- [Suas instruções]:
No texto sobre Ariel Sharon, para qual jornal Gideon Levy escreveu a frase citada?

- [Texto da página]:
Clóvis
Rossi
De guerreiro a
pomba?
Ariel
Sharon moldou um Estado de Israel que pratica a linguagem da força, mas voltou
atrás no fim da vida
Para
seus críticos, o legado de Ariel Sharon pode ser resumido na frase de Gideon
Levy, jornalista que é frequente e consistente crítico das políticas de Israel:
"Sharon
foi mais influente que qualquer outro em plasmar a linguagem dominante do
Estado de Israel, a da força, da guerra, da ocupação e da violência",
escreveu Levy para o jornal italiano "Internazionale".
Explica
o jornalista: "Guiou as Forças Armadas em todas as suas conquistas, por
longos e sanguinários anos na Cisjordânia, na Faixa de Gaza e no Líbano".
Tanto
sangue que uma comissão de inquérito (israelense, não palestina ou árabe)

- [Linhas brutas]:
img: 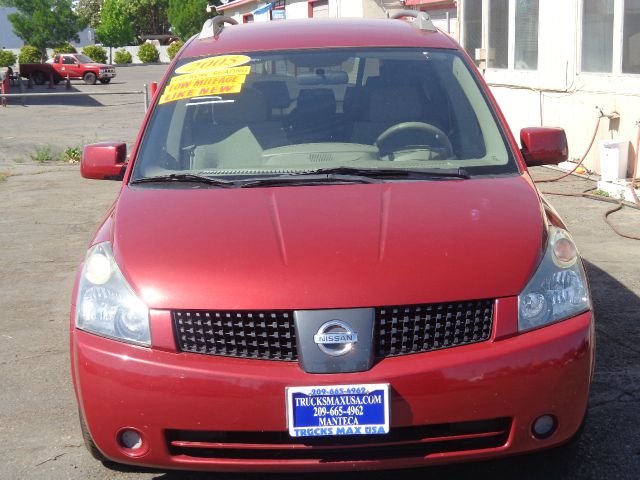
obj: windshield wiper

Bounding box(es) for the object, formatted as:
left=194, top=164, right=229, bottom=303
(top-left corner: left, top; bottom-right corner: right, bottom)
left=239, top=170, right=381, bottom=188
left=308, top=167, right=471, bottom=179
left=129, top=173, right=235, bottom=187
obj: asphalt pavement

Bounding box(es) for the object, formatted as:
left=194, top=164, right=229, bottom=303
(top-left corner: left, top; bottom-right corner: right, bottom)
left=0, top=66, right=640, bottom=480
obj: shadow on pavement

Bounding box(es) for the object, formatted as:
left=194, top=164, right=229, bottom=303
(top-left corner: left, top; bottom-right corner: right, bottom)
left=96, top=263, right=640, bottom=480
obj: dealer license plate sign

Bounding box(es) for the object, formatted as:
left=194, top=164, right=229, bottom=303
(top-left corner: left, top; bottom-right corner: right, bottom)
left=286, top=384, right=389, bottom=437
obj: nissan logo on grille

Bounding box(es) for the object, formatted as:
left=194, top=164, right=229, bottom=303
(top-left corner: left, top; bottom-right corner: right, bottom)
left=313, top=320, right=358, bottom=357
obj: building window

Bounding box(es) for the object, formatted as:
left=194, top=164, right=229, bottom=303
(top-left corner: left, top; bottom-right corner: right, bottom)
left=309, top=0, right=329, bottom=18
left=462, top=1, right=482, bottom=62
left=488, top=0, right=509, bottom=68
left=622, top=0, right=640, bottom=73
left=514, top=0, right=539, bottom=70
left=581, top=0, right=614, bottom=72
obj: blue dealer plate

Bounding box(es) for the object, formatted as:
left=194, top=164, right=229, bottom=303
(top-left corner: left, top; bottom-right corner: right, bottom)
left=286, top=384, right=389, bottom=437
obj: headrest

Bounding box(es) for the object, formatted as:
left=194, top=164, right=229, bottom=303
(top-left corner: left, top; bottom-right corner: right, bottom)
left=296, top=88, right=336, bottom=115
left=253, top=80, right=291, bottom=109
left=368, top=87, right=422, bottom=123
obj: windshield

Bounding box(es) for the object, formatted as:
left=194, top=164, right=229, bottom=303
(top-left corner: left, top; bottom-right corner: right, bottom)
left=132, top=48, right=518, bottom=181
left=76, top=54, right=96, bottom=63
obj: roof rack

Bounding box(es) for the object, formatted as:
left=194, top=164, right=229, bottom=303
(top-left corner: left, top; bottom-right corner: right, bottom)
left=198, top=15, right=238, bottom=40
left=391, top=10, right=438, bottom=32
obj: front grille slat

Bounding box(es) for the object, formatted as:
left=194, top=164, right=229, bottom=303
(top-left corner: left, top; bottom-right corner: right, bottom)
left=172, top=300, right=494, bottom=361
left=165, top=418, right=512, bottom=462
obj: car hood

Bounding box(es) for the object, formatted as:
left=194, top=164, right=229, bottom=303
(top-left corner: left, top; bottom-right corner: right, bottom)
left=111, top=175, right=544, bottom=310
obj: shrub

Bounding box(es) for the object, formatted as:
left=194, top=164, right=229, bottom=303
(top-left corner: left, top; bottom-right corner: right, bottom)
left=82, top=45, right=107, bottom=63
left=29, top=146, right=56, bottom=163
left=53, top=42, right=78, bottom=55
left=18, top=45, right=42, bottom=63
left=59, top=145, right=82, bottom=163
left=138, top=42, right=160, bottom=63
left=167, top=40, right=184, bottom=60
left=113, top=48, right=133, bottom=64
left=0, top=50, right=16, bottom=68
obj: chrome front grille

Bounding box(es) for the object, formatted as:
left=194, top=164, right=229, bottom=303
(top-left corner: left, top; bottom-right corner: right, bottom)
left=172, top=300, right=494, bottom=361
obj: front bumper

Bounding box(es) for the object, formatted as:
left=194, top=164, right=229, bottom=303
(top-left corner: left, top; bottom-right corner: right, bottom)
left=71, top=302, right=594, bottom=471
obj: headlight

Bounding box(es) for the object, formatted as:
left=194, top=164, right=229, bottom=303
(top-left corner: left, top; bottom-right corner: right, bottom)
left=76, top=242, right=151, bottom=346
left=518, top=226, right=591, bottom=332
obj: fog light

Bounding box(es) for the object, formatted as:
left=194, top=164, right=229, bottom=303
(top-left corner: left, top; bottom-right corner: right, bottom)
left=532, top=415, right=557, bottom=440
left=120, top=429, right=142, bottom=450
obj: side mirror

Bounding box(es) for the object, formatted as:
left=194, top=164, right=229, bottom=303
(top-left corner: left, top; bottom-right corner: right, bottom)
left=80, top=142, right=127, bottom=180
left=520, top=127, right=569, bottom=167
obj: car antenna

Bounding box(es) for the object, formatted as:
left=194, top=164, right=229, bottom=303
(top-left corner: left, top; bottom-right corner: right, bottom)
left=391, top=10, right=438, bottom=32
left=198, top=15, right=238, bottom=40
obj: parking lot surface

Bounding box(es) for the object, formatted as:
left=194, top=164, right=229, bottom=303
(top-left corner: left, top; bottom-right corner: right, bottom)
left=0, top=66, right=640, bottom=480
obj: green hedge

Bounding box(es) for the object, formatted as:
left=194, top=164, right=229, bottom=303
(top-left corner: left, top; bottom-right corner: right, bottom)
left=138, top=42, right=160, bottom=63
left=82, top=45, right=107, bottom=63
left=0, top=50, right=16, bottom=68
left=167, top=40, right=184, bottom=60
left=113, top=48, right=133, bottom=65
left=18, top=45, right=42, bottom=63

- [Resposta da tarefa]:
Para o jornal italiano "Internazionale".